The entries underneath need to be duplicated exactly, with none omitted.

================

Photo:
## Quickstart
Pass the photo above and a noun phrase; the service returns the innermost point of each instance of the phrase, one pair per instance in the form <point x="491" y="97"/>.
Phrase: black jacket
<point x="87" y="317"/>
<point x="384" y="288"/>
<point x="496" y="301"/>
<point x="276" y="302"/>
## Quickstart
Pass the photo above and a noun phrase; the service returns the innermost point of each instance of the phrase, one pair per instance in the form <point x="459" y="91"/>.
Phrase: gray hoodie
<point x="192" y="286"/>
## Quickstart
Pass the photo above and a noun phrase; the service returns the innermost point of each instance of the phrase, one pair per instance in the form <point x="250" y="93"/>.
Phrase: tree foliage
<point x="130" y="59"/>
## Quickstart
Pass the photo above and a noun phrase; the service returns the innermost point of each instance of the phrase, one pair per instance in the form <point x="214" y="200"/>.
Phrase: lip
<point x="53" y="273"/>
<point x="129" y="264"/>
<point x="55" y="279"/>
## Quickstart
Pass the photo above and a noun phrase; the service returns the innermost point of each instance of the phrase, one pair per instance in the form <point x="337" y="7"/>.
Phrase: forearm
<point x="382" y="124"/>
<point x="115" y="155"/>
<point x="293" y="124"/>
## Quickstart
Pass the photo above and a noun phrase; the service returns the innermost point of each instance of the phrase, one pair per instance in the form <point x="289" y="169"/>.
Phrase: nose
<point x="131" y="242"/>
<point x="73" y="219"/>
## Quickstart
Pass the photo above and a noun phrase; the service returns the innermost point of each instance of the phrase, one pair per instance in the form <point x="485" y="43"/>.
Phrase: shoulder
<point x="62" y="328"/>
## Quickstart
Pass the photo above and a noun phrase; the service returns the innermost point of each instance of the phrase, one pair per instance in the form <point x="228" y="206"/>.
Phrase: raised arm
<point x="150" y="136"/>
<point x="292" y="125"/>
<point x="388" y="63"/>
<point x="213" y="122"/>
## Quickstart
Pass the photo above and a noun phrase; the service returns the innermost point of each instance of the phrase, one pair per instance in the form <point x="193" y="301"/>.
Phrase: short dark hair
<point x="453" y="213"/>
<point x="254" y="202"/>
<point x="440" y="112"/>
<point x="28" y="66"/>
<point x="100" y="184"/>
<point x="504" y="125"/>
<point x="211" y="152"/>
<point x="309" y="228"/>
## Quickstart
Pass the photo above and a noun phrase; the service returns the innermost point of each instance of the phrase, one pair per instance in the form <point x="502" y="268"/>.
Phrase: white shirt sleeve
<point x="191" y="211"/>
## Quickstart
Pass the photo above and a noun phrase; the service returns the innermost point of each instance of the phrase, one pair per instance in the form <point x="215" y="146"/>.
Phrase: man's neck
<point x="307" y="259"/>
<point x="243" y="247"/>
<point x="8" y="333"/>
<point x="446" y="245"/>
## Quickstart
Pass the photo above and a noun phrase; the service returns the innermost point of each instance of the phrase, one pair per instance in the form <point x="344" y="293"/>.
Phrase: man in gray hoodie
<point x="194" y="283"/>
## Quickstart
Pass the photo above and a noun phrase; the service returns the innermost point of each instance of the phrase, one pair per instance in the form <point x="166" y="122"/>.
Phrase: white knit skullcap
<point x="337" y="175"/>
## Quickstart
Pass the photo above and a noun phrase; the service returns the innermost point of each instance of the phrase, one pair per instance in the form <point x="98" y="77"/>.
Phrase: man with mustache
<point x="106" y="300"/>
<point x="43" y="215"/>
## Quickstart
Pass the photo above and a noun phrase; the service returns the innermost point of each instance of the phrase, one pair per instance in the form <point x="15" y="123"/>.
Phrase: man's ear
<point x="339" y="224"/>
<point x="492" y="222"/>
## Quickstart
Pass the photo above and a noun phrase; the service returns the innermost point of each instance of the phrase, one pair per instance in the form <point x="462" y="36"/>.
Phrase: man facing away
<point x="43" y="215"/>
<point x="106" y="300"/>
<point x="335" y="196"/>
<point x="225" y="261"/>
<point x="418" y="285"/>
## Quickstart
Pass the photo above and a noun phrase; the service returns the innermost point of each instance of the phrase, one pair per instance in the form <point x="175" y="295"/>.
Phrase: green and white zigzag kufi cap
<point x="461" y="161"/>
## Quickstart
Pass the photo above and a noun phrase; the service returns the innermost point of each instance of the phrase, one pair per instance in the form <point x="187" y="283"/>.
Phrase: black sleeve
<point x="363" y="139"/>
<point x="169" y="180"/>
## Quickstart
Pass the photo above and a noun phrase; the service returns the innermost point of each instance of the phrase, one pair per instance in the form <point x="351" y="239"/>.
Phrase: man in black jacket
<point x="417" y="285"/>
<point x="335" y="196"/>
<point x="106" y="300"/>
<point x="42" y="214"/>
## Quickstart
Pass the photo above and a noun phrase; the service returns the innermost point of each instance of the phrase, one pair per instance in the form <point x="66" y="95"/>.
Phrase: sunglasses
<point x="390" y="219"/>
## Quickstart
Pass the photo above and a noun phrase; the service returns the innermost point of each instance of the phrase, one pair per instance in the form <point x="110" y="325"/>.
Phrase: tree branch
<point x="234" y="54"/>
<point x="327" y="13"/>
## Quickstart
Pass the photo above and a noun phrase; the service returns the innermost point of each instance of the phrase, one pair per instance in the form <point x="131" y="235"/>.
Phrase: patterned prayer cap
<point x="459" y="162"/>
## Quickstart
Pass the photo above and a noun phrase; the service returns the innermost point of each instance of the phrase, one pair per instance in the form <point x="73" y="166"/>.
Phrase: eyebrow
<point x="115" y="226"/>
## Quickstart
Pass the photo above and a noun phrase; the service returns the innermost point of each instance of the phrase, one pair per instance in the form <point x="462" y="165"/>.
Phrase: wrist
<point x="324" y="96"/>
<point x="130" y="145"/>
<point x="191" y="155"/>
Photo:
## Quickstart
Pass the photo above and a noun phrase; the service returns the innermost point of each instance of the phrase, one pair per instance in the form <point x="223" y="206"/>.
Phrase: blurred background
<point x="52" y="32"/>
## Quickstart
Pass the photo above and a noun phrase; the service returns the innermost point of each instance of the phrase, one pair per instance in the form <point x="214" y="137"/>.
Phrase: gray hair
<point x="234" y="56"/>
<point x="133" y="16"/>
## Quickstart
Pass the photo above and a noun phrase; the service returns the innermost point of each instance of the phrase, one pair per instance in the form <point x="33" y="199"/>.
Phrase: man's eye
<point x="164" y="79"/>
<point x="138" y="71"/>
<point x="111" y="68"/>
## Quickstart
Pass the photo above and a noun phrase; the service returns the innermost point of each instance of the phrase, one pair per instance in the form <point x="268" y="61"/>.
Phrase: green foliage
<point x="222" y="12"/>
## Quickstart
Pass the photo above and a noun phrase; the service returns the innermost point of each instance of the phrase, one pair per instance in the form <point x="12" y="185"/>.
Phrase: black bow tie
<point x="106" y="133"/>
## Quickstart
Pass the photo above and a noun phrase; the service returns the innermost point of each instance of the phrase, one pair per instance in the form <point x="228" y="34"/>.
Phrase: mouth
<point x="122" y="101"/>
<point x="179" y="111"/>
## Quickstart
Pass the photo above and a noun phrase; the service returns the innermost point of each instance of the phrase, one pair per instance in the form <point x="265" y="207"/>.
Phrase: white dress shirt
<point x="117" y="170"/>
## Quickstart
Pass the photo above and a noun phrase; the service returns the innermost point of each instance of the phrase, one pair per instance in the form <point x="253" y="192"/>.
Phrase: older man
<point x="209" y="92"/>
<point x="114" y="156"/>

================

### [Output of the task]
Photo:
## Quickstart
Pass the photo above and a noun phrase; the service returns the innermost point of each instance of the phrase, one pair per instance in the form <point x="491" y="97"/>.
Phrase: black jacket
<point x="87" y="317"/>
<point x="384" y="288"/>
<point x="496" y="301"/>
<point x="276" y="302"/>
## Quickstart
Pass the photo above and a noun phrase; the service returns the innermost point of each instance of the phrase, one pair per instance in the form <point x="459" y="91"/>.
Phrase: gray hoodie
<point x="192" y="286"/>
## Quickstart
Pass the photo above and a noun phrase; the service returns the innermost point of each instance of the phrase, one pair per instance in the form <point x="250" y="93"/>.
Phrase: tree foliage
<point x="130" y="59"/>
## Quickstart
Pass the photo above and a noun phrase; the service returns the innermost point of each instance of the phrase, one pair per instance in the form <point x="214" y="200"/>.
Phrase: lip
<point x="53" y="273"/>
<point x="129" y="264"/>
<point x="55" y="279"/>
## Quickstart
Pass the photo above and a noun phrase; the service returns the innermost point of each instance of the phrase, one pair per instance in the form <point x="337" y="7"/>.
Phrase: forearm
<point x="382" y="124"/>
<point x="115" y="155"/>
<point x="293" y="124"/>
## Quickstart
Pass the photo above and a noun phrase; the service returns the innermost point of each instance of the phrase, one pair per instance in the form <point x="289" y="169"/>.
Phrase: nose
<point x="131" y="242"/>
<point x="73" y="219"/>
## Quickstart
Pass the photo above and a noun phrase; the service returns the innermost point of each instance of the phrase, one pair per instance in the form <point x="485" y="43"/>.
Phrase: shoulder
<point x="62" y="328"/>
## Quickstart
Pass the photo above and a noun phrase; the service returns the innermost point of each instance of the phrase, one pair per instance in the form <point x="228" y="206"/>.
Phrase: raised arm
<point x="150" y="136"/>
<point x="292" y="125"/>
<point x="388" y="63"/>
<point x="213" y="122"/>
## Quickstart
Pass the photo above and a noun phrase; the service returns the innermost point of each instance of the phrase, one pair per instance in the form <point x="193" y="301"/>.
Phrase: short dark hair
<point x="453" y="213"/>
<point x="254" y="202"/>
<point x="440" y="112"/>
<point x="28" y="66"/>
<point x="100" y="184"/>
<point x="504" y="125"/>
<point x="211" y="152"/>
<point x="309" y="228"/>
## Quickstart
Pass the photo above and a noun phrase; the service returns the innermost point of each instance of the phrase, one pair per instance in the form <point x="502" y="268"/>.
Phrase: white shirt sleeve
<point x="191" y="211"/>
## Quickstart
Pass the photo above and a noun phrase; the service returns the innermost point of each instance of the phrase, one pair per instance in the form <point x="215" y="146"/>.
Phrase: man's neck
<point x="307" y="259"/>
<point x="243" y="247"/>
<point x="8" y="333"/>
<point x="446" y="245"/>
## Quickstart
Pass the photo above and a noun phrase; the service returns the innermost point of each instance of the phrase, one pair per instance in the form <point x="344" y="293"/>.
Phrase: man in gray hoodie
<point x="194" y="283"/>
## Quickstart
Pass the photo above and a noun phrase; the service returns the innermost point of each instance of the phrase, one pair per instance in the form <point x="166" y="122"/>.
Phrase: white knit skullcap
<point x="337" y="175"/>
## Quickstart
Pass the photo above and a noun phrase; the service returns the innermost point of each instance of the phrase, one pair per instance in the form <point x="98" y="77"/>.
Phrase: man with mustache
<point x="106" y="300"/>
<point x="43" y="215"/>
## Quickstart
Pass the photo above and a noun phrase; the service returns the innermost point of each instance of the phrase, one pair per instance in the form <point x="15" y="123"/>.
Phrase: man's ear
<point x="339" y="224"/>
<point x="492" y="222"/>
## Quickstart
Pass the photo above and a noun phrase; the service returns the innermost point of each instance of the phrase, one pair per instance in the form <point x="462" y="36"/>.
Phrase: man facing away
<point x="43" y="215"/>
<point x="106" y="300"/>
<point x="335" y="196"/>
<point x="225" y="261"/>
<point x="418" y="285"/>
## Quickstart
Pass the photo above and a noun phrase; the service returns the innermost point of each instance of the phrase, one pair per instance in the form <point x="175" y="295"/>.
Phrase: green and white zigzag kufi cap
<point x="461" y="161"/>
## Quickstart
Pass the photo above and a noun phrase; the service returns the innermost point of each instance of the phrase, one pair per instance in the form <point x="187" y="283"/>.
Phrase: black sleeve
<point x="363" y="139"/>
<point x="169" y="180"/>
## Quickstart
Pass the photo above and a noun phrase; the service returns the innermost point of each instance of the phrase, one pair per instance in the form <point x="351" y="239"/>.
Phrase: man in black jacket
<point x="417" y="285"/>
<point x="335" y="196"/>
<point x="106" y="300"/>
<point x="42" y="214"/>
## Quickstart
Pass the photo above and a noun phrase; the service returns the innermost point of each instance of the phrase, one pair per instance in the form <point x="66" y="95"/>.
Phrase: sunglasses
<point x="390" y="219"/>
## Quickstart
Pass the photo above and a noun phrase; the service returns the innermost point of each instance of the phrase, one pair per instance in the form <point x="110" y="325"/>.
Phrase: tree branch
<point x="234" y="54"/>
<point x="327" y="13"/>
## Quickstart
Pass the photo above and a noun phrase; the service returns the innermost point of each instance of the phrase, one pair per instance in the form <point x="131" y="235"/>.
Phrase: patterned prayer cap
<point x="459" y="162"/>
## Quickstart
Pass the photo above and a noun phrase; the service returns the innermost point of each instance of the phrase, one pair per instance in the form <point x="73" y="166"/>.
Phrase: eyebrow
<point x="115" y="226"/>
## Quickstart
Pass the photo above and a noun phrase; the service returns the innermost point of each instance of the phrase, one pair per instance in the form <point x="462" y="165"/>.
Phrase: wrist
<point x="324" y="96"/>
<point x="130" y="145"/>
<point x="191" y="155"/>
Photo:
## Quickstart
Pass the photo above and a noun phrase; the service returns the innermost point of each instance of the phrase, one pair per instance in the form <point x="223" y="206"/>.
Phrase: blurred background
<point x="52" y="32"/>
## Quickstart
Pass the photo above and a noun phrase; the service returns the innermost point of each instance of the phrase, one pair per instance in the form <point x="214" y="137"/>.
Phrase: gray hair
<point x="234" y="56"/>
<point x="133" y="16"/>
## Quickstart
Pass the photo above and a noun phrase; the service returns the innermost point of each instance of the phrase, one pair per instance in the form <point x="33" y="199"/>.
Phrase: man's eye
<point x="164" y="79"/>
<point x="138" y="71"/>
<point x="111" y="68"/>
## Quickstart
Pass the photo above and a noun phrase; the service returns the innermost point of each instance of the phrase, one pair per instance in the form <point x="268" y="61"/>.
Phrase: green foliage
<point x="222" y="12"/>
## Quickstart
Pass the photo above and a noun phrase; the service returns the innermost point of each instance of the phrase, one pair per instance in the form <point x="12" y="185"/>.
Phrase: black bow tie
<point x="106" y="133"/>
## Quickstart
Pass the photo above and a noun phrase; the service returns the innermost point of each instance of the phrase, one pair per instance in the form <point x="228" y="34"/>.
Phrase: mouth
<point x="122" y="101"/>
<point x="179" y="111"/>
## Quickstart
Pass the photo above and a noun phrase; the service returns the innermost point of each instance of the phrase, one pair per instance in the form <point x="265" y="207"/>.
Phrase: white dress shirt
<point x="117" y="170"/>
## Quickstart
Pass the photo above and a noun phrase; the service returns the innermost point of each instance of the phrase, one pair per instance in the form <point x="253" y="192"/>.
Phrase: older man
<point x="209" y="92"/>
<point x="114" y="156"/>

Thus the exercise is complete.